MATERIAL PROVIDED:
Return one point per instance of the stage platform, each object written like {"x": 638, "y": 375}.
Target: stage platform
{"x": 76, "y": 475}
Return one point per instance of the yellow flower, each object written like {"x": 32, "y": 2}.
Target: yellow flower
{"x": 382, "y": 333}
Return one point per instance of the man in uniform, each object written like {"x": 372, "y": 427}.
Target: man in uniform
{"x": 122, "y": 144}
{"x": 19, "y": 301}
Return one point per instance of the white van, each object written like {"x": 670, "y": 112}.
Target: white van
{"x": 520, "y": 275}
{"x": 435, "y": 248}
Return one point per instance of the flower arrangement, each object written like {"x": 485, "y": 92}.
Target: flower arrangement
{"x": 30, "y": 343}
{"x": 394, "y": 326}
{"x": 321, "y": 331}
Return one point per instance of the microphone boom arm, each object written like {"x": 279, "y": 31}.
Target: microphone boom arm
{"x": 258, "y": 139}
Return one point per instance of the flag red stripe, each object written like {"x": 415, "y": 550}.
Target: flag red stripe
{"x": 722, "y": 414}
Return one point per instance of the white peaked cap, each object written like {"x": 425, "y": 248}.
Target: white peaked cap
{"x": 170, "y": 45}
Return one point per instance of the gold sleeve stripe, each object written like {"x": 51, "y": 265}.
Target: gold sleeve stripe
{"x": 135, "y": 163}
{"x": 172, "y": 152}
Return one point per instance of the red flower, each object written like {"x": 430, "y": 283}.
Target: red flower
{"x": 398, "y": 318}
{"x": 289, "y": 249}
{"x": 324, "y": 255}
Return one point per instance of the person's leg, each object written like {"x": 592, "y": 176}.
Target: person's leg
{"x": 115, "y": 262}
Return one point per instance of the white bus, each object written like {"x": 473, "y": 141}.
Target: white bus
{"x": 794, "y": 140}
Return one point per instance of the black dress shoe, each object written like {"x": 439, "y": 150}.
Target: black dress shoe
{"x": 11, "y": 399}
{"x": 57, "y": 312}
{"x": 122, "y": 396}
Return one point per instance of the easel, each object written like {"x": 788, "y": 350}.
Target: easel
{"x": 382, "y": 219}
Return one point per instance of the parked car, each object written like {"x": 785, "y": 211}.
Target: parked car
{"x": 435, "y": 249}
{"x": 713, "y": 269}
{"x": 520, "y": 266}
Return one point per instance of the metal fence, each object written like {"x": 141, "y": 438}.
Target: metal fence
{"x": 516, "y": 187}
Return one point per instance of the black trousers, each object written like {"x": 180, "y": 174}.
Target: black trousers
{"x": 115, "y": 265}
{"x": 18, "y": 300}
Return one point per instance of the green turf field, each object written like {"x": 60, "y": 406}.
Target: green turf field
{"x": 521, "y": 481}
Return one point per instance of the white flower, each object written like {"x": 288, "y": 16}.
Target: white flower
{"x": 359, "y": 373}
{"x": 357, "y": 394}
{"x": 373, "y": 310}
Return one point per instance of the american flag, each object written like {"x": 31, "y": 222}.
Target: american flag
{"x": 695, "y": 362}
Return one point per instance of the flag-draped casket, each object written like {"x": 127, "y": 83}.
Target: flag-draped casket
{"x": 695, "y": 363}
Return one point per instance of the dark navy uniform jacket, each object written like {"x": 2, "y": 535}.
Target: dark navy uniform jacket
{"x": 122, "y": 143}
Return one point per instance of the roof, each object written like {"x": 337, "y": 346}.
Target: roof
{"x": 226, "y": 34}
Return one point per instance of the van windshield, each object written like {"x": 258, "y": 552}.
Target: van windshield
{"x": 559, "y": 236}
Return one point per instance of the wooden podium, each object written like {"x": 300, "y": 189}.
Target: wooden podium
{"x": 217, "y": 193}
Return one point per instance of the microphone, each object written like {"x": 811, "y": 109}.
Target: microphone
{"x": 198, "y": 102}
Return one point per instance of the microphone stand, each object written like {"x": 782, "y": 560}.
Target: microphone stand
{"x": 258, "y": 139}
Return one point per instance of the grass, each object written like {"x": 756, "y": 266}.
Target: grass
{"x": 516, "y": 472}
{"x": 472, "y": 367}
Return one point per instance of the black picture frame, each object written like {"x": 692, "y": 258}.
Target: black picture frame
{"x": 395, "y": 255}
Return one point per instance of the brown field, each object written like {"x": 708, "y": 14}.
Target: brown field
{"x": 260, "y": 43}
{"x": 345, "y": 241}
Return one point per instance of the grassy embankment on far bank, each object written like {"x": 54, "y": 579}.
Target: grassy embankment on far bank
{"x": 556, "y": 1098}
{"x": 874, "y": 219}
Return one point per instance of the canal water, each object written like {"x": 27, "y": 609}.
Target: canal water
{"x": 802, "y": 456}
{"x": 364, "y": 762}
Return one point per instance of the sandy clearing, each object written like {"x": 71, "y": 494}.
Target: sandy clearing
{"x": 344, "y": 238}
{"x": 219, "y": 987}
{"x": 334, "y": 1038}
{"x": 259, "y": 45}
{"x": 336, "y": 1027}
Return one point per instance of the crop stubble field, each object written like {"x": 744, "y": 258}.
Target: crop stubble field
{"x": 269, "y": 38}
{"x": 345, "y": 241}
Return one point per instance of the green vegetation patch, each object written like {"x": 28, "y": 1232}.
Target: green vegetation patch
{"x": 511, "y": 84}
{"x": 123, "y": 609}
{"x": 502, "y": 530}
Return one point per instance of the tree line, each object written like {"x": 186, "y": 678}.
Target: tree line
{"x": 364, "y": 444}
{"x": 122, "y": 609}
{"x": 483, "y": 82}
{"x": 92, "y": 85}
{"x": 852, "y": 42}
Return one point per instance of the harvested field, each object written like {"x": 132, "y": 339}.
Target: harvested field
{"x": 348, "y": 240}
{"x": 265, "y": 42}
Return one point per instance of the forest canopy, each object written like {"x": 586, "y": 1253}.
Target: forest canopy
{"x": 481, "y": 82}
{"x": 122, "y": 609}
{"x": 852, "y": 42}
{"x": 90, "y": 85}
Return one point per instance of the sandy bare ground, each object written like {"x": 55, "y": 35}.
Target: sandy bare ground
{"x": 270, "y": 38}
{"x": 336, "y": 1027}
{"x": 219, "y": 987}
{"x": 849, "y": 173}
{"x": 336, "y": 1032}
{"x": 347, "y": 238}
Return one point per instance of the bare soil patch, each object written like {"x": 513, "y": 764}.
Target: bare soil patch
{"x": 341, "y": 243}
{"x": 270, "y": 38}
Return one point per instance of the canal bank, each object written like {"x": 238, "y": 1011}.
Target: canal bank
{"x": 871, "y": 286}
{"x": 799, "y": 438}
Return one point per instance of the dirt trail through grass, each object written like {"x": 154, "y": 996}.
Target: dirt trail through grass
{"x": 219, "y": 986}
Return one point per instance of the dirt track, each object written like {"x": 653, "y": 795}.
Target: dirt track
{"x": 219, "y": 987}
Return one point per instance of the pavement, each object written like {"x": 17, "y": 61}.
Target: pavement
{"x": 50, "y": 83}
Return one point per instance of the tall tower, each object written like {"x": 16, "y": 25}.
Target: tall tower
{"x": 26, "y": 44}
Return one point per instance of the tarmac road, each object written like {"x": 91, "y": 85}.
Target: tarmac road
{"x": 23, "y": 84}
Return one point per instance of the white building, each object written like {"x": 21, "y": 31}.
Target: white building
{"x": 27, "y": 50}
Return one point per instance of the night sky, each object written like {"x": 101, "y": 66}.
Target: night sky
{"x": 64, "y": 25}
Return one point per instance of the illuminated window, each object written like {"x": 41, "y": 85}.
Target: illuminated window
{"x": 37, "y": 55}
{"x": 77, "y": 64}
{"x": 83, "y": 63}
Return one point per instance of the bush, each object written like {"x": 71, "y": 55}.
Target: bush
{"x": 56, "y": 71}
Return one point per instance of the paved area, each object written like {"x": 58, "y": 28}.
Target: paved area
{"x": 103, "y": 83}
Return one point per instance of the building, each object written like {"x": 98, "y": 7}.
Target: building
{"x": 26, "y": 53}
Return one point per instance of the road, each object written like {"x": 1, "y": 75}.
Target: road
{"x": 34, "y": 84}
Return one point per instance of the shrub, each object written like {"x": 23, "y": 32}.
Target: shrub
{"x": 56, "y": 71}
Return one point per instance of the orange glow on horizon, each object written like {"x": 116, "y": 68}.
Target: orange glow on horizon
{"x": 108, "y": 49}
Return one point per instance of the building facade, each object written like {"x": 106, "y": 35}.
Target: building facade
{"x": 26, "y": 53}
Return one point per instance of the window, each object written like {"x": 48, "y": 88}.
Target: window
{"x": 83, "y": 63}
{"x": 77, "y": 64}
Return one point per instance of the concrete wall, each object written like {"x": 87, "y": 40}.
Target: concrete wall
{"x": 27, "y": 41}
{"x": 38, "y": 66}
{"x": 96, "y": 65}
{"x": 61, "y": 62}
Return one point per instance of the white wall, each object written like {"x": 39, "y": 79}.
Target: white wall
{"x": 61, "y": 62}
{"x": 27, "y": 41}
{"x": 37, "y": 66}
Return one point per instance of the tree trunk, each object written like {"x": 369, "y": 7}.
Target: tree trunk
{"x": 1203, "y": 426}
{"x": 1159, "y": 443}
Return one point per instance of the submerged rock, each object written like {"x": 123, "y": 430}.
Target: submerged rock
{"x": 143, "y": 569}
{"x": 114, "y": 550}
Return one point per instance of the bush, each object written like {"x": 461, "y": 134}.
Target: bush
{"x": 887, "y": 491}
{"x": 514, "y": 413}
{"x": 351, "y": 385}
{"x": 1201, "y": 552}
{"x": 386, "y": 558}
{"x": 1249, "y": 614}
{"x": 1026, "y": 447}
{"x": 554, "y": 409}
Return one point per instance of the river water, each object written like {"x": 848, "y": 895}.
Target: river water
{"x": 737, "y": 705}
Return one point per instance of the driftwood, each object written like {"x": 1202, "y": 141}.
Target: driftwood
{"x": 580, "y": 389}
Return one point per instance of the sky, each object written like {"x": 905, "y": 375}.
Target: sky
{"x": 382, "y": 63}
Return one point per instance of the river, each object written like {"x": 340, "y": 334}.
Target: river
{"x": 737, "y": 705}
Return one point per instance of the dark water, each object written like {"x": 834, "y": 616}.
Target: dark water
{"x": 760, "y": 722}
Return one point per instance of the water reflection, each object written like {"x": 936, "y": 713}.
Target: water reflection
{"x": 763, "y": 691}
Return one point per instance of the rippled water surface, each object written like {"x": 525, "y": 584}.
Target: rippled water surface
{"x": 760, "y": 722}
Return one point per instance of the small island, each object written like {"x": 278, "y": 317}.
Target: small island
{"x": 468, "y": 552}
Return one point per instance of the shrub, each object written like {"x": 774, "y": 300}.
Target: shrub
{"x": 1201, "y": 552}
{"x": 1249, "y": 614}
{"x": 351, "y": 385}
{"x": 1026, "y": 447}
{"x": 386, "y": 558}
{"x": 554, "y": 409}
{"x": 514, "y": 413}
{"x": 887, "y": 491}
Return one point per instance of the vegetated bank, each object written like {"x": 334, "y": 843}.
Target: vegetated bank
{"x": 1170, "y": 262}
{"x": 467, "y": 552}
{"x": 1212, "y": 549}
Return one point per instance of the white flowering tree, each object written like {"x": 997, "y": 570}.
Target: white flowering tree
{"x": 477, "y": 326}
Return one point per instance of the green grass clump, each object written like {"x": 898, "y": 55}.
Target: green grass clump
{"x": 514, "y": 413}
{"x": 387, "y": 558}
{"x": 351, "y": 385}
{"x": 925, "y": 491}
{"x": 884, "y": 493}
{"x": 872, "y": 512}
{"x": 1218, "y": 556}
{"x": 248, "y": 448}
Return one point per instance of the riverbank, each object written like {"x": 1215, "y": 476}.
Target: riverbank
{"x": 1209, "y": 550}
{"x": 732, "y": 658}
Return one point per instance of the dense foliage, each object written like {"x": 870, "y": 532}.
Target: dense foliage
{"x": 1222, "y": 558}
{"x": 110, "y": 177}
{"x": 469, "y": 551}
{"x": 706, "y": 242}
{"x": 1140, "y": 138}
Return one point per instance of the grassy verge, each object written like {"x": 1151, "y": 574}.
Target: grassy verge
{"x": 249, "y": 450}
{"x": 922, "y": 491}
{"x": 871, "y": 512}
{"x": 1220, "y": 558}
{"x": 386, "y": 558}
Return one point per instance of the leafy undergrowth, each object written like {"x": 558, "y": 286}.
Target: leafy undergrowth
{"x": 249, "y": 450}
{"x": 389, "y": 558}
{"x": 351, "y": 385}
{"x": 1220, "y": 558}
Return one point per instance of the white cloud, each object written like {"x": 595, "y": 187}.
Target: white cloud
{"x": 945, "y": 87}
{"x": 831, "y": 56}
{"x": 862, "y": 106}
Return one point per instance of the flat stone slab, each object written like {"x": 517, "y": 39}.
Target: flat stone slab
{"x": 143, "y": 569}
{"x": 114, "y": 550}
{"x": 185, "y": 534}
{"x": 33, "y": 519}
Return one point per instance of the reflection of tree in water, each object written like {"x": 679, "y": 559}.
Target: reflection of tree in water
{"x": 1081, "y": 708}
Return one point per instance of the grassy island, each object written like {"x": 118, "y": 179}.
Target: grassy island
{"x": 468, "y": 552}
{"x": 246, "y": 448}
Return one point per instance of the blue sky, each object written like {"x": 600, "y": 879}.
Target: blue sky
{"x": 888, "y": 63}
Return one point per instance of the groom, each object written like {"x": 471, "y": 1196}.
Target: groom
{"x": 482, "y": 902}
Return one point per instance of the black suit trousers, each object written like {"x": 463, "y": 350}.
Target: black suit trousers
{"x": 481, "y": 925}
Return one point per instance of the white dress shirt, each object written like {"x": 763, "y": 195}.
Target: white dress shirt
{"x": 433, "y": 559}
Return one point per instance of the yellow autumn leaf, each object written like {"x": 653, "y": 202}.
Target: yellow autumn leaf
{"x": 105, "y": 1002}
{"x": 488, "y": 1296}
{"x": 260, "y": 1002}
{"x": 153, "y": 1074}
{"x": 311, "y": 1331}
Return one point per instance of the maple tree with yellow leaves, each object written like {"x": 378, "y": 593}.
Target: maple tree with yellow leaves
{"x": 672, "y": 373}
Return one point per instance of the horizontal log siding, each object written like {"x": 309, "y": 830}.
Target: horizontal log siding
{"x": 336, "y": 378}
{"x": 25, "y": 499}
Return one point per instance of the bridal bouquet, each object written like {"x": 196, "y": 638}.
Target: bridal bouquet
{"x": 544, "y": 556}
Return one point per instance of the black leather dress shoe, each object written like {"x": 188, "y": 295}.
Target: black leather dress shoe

WHAT TO WORK ON:
Quote exactly what appears from the line containing "Return one point per instance of the maple" through the final line of the listing above, including both of those lines.

COMPLETE ANSWER:
Return one point per instance of the maple tree with yellow leaves, each object written like {"x": 378, "y": 593}.
Target: maple tree with yellow leaves
{"x": 672, "y": 373}
Return one point per instance of the horizontal log siding, each object written like {"x": 309, "y": 830}.
Target: horizontal log siding
{"x": 336, "y": 378}
{"x": 25, "y": 499}
Return one point per instance of the bridal bouquet, each object written like {"x": 196, "y": 638}.
Target: bridal bouquet
{"x": 544, "y": 556}
Return one point per instance of the black leather dress shoe, each object written like {"x": 188, "y": 295}.
Target: black leather dress shoe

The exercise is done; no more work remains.